__DATA SHOWN__.
>> START

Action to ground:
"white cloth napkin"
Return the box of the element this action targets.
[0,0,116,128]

>> END
>> START

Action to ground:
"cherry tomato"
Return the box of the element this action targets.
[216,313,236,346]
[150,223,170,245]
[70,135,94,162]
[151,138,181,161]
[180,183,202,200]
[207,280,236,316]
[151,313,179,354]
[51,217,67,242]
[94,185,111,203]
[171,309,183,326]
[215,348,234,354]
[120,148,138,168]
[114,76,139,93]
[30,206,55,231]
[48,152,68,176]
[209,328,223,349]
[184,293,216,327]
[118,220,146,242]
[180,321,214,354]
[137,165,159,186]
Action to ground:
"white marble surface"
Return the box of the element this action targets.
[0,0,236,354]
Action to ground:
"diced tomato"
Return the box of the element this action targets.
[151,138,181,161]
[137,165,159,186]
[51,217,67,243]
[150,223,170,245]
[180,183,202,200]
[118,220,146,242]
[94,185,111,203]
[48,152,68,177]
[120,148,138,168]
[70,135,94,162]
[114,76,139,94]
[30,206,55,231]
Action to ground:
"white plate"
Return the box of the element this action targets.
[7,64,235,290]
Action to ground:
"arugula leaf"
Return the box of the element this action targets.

>> END
>> START

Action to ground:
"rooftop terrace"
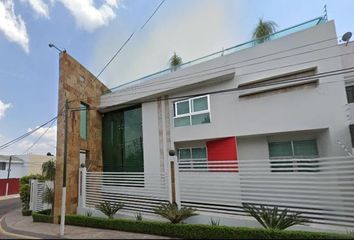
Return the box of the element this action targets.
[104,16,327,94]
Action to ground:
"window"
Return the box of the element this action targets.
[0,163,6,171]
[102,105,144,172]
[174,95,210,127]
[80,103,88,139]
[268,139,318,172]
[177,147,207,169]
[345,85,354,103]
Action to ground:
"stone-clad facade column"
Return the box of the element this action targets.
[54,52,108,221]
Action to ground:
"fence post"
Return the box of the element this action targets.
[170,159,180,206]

>> END

__WHAT YOU WILL DO__. Please find each line above that contains the word "white" and copy those lines out. Matching is case-sensitive.

__FULL OUTPUT__.
"white cloth napkin"
"white marble surface"
"white plate"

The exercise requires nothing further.